Text section:
▬▬▬▬▬▬▬▬▬▬

The village of Aceredo (:gl:Aceredo (solagado)) lies within the municipality, but in 1992 it, along with the villages of :gl:Buscalque, O Vao, A Reloeira and :gl:Lantemil, which together had 250 residents, was drowned by the reservoir behind the Alto Lindoso Dam downstream on the Limia River in Portugal. On 15 August 1991 the land was compulsorily acquired by Portuguese company EDP (Electricidade de Portugal), based on an old deal between Spanish dictator General Franco and Portuguese dictator António de Oliveira Salazar. Residents of all of the villages, supported by left-leaning political parties, immediately began protests against the building of the dam, including a 10-day hunger strike. In the end, with no option but to move, the residents of Aceredo (with 70 houses and 120 citizens) relocated bodies of their deceased loved ones, and an historic church was moved to a different town. Some moved to nearby villages, while others moved far away.

In 2015 a documentary film about the drowning of Aceredo and Buscalque was released, called Os Días Afogados (The Drowned Days).

After prolonged drought in the region in early 2022, the water in the reservoir receded dramatically back to 15% of its capacity, and the "ghost village" once more became visible on dry land. The derelict village became a tourist attraction and made news across the world. As of February 2022, stone buildings are still visible, as well as debris that once made up roofs, doors and beams, and there is a drinking fountain which streams with water, crates of old beer bottles next to an old cafe, and a rusty old car.

The mayor of Lobios, Maria del Carmen Yanez, said in February 2022 that Portugal's power utility EDP, which manages the reservoir, had not managed the use of the water well. On 1 February 2022, after a particularly dry January, the Portuguese Government ordered that Alto Lindoso, along with five other dams, to almost cease using water to generate electricity and for irrigating crops. Experts have said that climate change caused the extreme drought. Spain recorded only 35 per cent of its average rainfall during the same period over the years 1981 to 2010, and there had been no rain at all in 2022 up until mid-February.

▬▬▬▬▬▬▬▬▬▬

Entries supplied:
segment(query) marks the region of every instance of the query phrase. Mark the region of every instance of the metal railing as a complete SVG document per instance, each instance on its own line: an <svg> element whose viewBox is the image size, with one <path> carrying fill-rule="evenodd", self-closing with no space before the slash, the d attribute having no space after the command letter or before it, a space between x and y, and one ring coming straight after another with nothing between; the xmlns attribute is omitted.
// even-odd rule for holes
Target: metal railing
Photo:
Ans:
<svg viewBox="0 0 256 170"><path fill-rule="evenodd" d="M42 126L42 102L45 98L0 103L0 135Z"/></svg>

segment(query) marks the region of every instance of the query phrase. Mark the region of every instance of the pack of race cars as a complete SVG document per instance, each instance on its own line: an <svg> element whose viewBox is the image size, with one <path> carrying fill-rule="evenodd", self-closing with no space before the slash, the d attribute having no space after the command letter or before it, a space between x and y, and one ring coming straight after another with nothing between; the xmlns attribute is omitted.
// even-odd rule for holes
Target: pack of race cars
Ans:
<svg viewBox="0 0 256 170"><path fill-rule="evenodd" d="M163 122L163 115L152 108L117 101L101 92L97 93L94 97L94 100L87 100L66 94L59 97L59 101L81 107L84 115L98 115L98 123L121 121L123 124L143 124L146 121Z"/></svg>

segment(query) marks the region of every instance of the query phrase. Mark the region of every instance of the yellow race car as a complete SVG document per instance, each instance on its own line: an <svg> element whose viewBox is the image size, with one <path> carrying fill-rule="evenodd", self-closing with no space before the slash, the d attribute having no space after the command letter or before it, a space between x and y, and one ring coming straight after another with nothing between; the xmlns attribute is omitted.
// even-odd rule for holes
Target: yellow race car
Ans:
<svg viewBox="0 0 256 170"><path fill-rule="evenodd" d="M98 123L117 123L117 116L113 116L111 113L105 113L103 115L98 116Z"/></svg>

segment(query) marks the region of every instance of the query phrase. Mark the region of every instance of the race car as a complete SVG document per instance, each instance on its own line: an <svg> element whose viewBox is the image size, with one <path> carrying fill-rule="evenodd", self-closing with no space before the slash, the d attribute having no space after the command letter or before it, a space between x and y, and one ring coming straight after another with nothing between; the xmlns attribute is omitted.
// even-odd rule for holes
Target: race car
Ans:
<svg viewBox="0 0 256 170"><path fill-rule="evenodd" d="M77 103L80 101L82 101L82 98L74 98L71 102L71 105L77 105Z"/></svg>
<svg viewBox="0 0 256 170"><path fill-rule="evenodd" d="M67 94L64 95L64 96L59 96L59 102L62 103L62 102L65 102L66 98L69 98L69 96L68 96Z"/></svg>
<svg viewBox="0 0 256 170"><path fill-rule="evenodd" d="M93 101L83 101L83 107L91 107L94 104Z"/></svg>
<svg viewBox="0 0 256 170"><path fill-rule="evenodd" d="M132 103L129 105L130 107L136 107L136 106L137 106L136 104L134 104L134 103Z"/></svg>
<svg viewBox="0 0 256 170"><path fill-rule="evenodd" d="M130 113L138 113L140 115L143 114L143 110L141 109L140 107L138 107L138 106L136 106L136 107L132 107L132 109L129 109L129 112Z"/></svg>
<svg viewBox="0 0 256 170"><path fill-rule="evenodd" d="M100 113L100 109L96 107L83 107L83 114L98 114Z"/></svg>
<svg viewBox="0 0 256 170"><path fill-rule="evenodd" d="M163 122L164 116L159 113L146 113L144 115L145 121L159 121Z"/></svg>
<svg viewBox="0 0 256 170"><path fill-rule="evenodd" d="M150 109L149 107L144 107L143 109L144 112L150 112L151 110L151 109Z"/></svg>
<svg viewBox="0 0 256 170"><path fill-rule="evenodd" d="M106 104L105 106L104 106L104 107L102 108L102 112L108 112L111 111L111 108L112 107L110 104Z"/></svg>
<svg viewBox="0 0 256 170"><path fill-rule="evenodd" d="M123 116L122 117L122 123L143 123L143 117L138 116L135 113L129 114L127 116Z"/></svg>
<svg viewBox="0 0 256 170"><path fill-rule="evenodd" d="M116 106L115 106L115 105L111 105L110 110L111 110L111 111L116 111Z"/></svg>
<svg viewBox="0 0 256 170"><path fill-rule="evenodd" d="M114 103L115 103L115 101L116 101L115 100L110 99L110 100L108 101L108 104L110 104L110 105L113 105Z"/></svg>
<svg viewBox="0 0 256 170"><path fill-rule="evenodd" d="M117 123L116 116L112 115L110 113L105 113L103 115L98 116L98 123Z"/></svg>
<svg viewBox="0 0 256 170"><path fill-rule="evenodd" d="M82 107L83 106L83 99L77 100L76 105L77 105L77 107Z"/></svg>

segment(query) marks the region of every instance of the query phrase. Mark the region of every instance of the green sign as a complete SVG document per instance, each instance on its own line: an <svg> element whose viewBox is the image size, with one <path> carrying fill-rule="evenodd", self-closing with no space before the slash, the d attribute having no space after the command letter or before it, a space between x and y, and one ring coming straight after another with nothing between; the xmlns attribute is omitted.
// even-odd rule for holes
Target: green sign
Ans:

▬▬▬▬▬▬▬▬▬▬

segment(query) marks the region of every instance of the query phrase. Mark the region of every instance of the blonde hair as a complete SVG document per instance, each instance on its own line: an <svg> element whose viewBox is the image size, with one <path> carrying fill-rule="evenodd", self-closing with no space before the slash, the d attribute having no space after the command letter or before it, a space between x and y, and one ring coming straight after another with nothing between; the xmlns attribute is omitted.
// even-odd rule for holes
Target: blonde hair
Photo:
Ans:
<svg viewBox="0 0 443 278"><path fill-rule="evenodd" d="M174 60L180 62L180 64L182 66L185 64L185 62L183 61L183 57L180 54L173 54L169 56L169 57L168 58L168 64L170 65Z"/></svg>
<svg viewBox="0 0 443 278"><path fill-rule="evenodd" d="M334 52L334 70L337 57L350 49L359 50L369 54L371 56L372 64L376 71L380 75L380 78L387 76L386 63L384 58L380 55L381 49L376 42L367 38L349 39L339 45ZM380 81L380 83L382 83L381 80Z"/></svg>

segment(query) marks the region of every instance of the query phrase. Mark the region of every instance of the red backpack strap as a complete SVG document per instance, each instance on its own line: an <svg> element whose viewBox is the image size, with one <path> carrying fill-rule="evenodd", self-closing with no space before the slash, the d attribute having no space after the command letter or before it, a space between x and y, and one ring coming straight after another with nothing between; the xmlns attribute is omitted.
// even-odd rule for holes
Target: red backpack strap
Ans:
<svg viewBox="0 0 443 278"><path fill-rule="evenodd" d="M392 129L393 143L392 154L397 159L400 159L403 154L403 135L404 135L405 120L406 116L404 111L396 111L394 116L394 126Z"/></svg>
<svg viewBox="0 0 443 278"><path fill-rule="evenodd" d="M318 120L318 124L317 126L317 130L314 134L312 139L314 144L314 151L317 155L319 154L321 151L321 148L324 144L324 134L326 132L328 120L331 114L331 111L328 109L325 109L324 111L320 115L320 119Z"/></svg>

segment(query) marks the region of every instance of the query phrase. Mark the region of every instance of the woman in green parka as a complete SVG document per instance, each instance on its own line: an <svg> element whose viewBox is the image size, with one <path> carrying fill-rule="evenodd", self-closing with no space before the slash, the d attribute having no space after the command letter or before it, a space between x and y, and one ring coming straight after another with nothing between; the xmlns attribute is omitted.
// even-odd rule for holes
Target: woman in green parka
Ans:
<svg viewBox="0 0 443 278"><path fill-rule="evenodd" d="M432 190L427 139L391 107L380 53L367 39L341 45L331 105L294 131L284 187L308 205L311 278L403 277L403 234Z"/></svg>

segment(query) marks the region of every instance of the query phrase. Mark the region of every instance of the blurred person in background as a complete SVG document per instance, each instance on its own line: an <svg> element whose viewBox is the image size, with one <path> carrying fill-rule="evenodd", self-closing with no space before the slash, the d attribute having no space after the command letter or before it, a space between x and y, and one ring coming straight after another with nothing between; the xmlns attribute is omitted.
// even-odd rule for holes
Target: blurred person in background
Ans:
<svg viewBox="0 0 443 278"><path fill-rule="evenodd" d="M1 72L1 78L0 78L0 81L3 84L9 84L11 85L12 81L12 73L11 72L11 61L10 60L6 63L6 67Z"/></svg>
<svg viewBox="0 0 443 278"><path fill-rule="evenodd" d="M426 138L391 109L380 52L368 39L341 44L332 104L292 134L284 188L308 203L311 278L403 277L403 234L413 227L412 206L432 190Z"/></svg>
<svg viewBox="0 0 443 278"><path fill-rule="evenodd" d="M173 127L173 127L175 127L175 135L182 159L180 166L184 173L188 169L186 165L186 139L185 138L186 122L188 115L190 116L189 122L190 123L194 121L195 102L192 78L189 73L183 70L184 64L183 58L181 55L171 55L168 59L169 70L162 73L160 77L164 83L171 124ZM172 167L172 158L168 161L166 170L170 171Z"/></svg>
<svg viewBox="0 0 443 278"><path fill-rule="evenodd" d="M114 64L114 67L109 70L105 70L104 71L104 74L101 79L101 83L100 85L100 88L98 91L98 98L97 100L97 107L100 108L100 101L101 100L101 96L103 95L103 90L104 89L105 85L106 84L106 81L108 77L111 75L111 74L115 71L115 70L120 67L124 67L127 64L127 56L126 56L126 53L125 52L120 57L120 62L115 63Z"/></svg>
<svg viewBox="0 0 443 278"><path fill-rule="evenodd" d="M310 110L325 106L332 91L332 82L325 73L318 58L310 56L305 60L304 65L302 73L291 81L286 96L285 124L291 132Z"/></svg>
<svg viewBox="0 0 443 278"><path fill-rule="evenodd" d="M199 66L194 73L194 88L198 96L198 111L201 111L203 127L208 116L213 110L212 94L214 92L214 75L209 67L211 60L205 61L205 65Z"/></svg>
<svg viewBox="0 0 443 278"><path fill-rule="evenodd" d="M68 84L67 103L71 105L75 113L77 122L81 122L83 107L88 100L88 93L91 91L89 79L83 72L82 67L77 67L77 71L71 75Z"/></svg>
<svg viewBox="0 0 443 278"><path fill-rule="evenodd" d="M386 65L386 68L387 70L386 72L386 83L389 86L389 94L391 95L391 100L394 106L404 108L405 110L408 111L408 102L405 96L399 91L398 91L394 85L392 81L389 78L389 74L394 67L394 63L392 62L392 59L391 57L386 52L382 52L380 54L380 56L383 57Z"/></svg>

▬▬▬▬▬▬▬▬▬▬

Task statement: In the text about the drowned village of Aceredo, what was the title of the documentary film released in 2015?

Expected output: Os Días Afogados (The Drowned Days)